### Requests:
1) Answer these questions using the passage on entity beans, one line each:
(a) What does the abbreviation BMP stand for?
(b) In the context of which server are the best practices discussed?
(c) According to the passage on entity beans, what does the EJB 2.0 specification provide so that the container can take care of the integrity of relationships?
2) Translate this sentence from the passage on entity beans into Spanish: "Entity beans are primarily used to represent an object view of data stored in persistent storage, such as a database."
3) List every all-capital abbreviation that appears in the passage on entity beans.

### Document passage:
====================
Best Practices for Entity Beans

Entity beans are primarily used to represent an object view of data stored in persistent storage, such as a database. The entity bean's persistence can be implemented through the bean itself (Bean-Managed persistence, or BMP) or through the EJB container (Container-Managed persistence, or CMP), where the EJB container automatically manages the retrieval and storage of persistent data. The following sections discuss a few common best practices that relate to using both BMP and CMP entity beans in the context of WebLogic Server.

Consider Writing CMP Entity Beans Instead of BMP Entity Beans

The EJB 2.0 specification has greatly enhanced the capabilities of the persistence framework. In the EJB 1.1 specification, the age-old promise of automated mapping from the object domain to the database realm fell short of expectations. For example, Container Managed Persistence (CMP) was seriously lacking in various critical programming aspects such as multiplicity of relationships. The EJB 2.0 specification provides for Container Managed relationships, which let the container take care of the integrity of the relationships.
====================
### Supplied entries:
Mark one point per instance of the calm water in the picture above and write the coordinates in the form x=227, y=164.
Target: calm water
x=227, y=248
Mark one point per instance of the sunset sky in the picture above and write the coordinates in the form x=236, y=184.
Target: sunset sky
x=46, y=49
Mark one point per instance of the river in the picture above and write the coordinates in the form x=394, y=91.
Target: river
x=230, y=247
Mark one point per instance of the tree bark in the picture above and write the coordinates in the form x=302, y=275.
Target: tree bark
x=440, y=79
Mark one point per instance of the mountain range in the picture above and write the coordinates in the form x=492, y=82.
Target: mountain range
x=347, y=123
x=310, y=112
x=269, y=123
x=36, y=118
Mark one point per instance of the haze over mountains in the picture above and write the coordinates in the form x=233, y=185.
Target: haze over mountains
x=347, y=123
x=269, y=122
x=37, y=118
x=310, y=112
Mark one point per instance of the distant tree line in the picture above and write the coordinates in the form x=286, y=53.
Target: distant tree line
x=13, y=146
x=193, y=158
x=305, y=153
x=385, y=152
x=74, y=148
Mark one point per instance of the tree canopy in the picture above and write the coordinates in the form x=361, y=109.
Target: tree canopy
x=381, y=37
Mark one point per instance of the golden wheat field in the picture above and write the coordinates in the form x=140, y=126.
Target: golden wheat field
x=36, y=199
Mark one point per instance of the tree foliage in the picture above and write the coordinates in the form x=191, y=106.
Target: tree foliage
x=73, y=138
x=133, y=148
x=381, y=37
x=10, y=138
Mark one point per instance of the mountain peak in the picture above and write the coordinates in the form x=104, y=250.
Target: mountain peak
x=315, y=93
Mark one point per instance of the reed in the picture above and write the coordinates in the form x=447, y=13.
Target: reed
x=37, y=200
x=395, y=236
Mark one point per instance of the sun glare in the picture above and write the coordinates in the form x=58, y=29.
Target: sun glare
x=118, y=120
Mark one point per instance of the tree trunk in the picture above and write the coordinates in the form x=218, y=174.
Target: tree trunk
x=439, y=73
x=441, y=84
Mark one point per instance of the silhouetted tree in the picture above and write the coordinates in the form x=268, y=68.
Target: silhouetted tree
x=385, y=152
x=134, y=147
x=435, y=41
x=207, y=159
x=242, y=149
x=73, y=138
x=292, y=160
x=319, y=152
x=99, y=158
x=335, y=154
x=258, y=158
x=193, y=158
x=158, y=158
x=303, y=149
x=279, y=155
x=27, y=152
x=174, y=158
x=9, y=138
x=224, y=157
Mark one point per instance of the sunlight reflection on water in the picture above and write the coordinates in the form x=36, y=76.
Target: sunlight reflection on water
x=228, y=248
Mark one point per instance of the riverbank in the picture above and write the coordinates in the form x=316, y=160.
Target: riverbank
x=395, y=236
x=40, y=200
====================
### Solutions by task:
1)
(a) Bean-Managed persistence
(b) WebLogic Server
(c) Container Managed relationships

2) Los entity beans se utilizan principalmente para representar una vista de objetos de los datos almacenados en un almacenamiento persistente, como una base de datos.

3) EJB, BMP, CMP